:: FRAGMENT STRONY
Kłopoty branży mięsnej i ograniczenia w działalności HoReCa mają zasięg globalny. Najprościej można powiedzieć, że „problemy mają wszyscy”. Zamarcie sektora gastro w Europie z powodu pandemii nie odbiło się negatywnie tylko na handlu wewnątrzwspólnotowym, ale skutkowało ograniczeniem dostaw z konkurencyjnych krajów trzecich.
Choć pokusimy się o tezę, że dla Brazylijczyków wyłączenie HoReCa w Europie było mniej bolesne niż dla europejskich firm. Z prostego powodu – mocniejszej dywersyfikacji odbiorców w skali globalnej, co nie tylko wpływa na większe możliwości zagospodarowania towaru, ale i osiągane marże.
Ostatnie twarde dane pokazują, że w okresie od stycznia do kwietnia 2020 roku mieliśmy do UE dostawy na minusie z: Brazylii, Tajlandii i Ukrainy. W sumie do kwietnia tego roku na rynek unijny trafiło 261 tys. ton mięsa drobiowego, co oznacza spadek o 20 proc. r/r.
Na wykresach znajdują się dokładne dane wolumenowe o unijnym przywozie mięsa drobiowego w okresie styczeń – kwiecień roku 2020 oraz procentowe zmienne w tegorocznych wysyłkach w porównaniu do roku 2019. Na liście poza unijnej są także Brytyjczycy. Dlatego to już nie Brazylia a Wielka Brytania jest największym dostawcą mięsa do Wspólnoty. Brazylia i Tajlandia zacięcie walczą o europejskich klientów, choć widać, że w tym roku różnica w wartościach wysyłek z obu kierunków wyraźnie się powiększyła. W 2019 roku oba kraje szły szeregiem.
Z Ukrainy wysyłki drobiu wyniosły niecałe 30 tys. ton, co daje czwartą pozycję w rankingu kluczowych dostawców do UE, ale jeśli chodzi o spadek przywozu w ujęciu procentowym, to w ukraińskim eksporcie był on najgłębszy z grupy czterech największych eksporterów.
::::
:: INFORMACJE
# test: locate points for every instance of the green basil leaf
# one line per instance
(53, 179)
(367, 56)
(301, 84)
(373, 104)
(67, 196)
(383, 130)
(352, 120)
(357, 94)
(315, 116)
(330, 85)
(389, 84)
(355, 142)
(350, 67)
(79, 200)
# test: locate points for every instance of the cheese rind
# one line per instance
::::
### [POLECENIE]
Powtórz bez żadnych zmian cały fragment strony o przywozie mięsa drobiowego do UE. Opieraj się wyłącznie na fragmencie strony.

### [WYNIK ZADANIA]
Kłopoty branży mięsnej i ograniczenia w działalności HoReCa mają zasięg globalny. Najprościej można powiedzieć, że „problemy mają wszyscy”. Zamarcie sektora gastro w Europie z powodu pandemii nie odbiło się negatywnie tylko na handlu wewnątrzwspólnotowym, ale skutkowało ograniczeniem dostaw z konkurencyjnych krajów trzecich.
Choć pokusimy się o tezę, że dla Brazylijczyków wyłączenie HoReCa w Europie było mniej bolesne niż dla europejskich firm. Z prostego powodu – mocniejszej dywersyfikacji odbiorców w skali globalnej, co nie tylko wpływa na większe możliwości zagospodarowania towaru, ale i osiągane marże.
Ostatnie twarde dane pokazują, że w okresie od stycznia do kwietnia 2020 roku mieliśmy do UE dostawy na minusie z: Brazylii, Tajlandii i Ukrainy. W sumie do kwietnia tego roku na rynek unijny trafiło 261 tys. ton mięsa drobiowego, co oznacza spadek o 20 proc. r/r.
Na wykresach znajdują się dokładne dane wolumenowe o unijnym przywozie mięsa drobiowego w okresie styczeń – kwiecień roku 2020 oraz procentowe zmienne w tegorocznych wysyłkach w porównaniu do roku 2019. Na liście poza unijnej są także Brytyjczycy. Dlatego to już nie Brazylia a Wielka Brytania jest największym dostawcą mięsa do Wspólnoty. Brazylia i Tajlandia zacięcie walczą o europejskich klientów, choć widać, że w tym roku różnica w wartościach wysyłek z obu kierunków wyraźnie się powiększyła. W 2019 roku oba kraje szły szeregiem.
Z Ukrainy wysyłki drobiu wyniosły niecałe 30 tys. ton, co daje czwartą pozycję w rankingu kluczowych dostawców do UE, ale jeśli chodzi o spadek przywozu w ujęciu procentowym, to w ukraińskim eksporcie był on najgłębszy z grupy czterech największych eksporterów.